*Extrait de l'article:*
******************************
Discours d'Etzer Vilaire à la mémoire des héros de l'Indépendance, de Charlemagne Péralte... 

Friday, February 28, 2025

Roberta Flack, l’icône romantique de la musique soul, jazz et folk s’éteint

Le décès de Roberta Flack est une perte énorme pour le monde de la musique

Par Hervé Gilbert

Certaines voix ont le pouvoir de transcender le temps, de s’infiltrer dans l’âme et d’y laisser une empreinte indélébile. Roberta Flack, avec son timbre suave et sa sensibilité à fleur de peau, appartenait à cette catégorie rare d’artistes capables de capturer l’essence même de l’émotion. De la soul au jazz en passant par le folk, elle a bercé des générations entières de ses ballades poignantes, insufflant à la musique romantique une profondeur inégalée.  Elle était tout simplement, une véritable storyteller, une conteuse d'émotion dont chaque note portait en elle une histoire. Aujourd’hui disparue, Roberta Flack laisse derrière elle un héritage musical intemporel.

Roberta Flack, une étoile de la musique romantique

Née le 10 février 1937 à Black Mountain, en Caroline du Nord, Roberta Flack s’est imposée comme une chanteuse et pianiste d’exception. Elle a marqué de son empreinte la soul, le jazz et le folk, se distinguant par des ballades bouleversantes et éternelles  qui continuent de toucher des générations d’auditeurs.

Un destin musical précoce

Roberta Flack
(1969)
Dès son enfance, Roberta Flack évolue dans un univers où la musique occupe une place centrale, bercée par les chants d’église de sa communauté. Dotée d’un talent prodigieux, elle se révèle rapidement comme une virtuose et, à seulement 15 ans, obtient une bourse complète pour étudier la musique classique à l’Université Howard. Cette formation exigeante lui confère une maîtrise exceptionnelle du piano et une sensibilité artistique raffinée. Après ses études, elle enseigne la musique tout en se produisant dans des clubs de jazz à Washington D.C., où son génie musical ne tarde pas à être repéré par des figures influentes du milieu.
******************************
*Données présentées:*
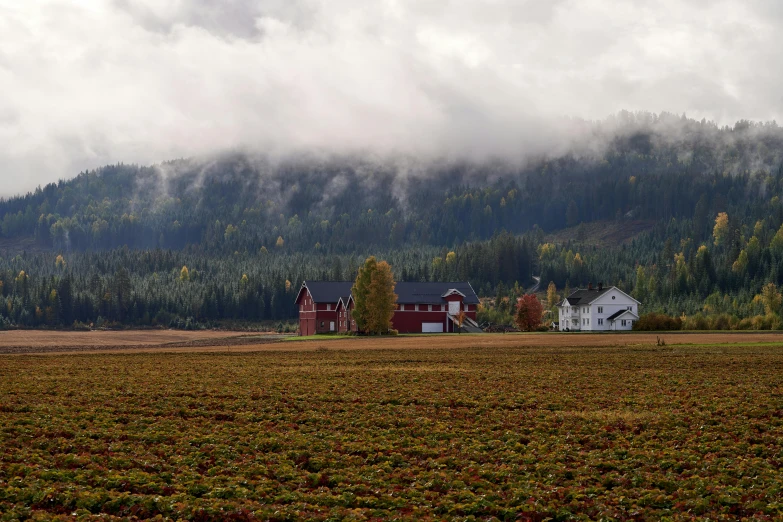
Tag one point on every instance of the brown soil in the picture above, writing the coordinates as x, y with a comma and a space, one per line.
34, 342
******************************
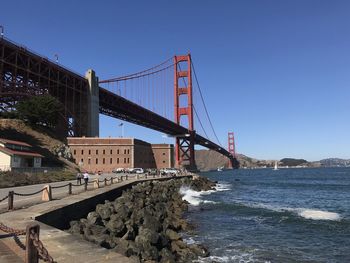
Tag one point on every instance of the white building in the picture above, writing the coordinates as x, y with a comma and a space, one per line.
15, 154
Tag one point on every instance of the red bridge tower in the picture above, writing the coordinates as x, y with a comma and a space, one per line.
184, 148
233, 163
******************************
*Consigne:* D'après l'article sur Roberta Flack, à quel âge obtient-elle une bourse complète pour étudier la musique classique à l'Université Howard ? Les données sont sans rapport avec l'article.

*Réponse attendue:* À 15 ans.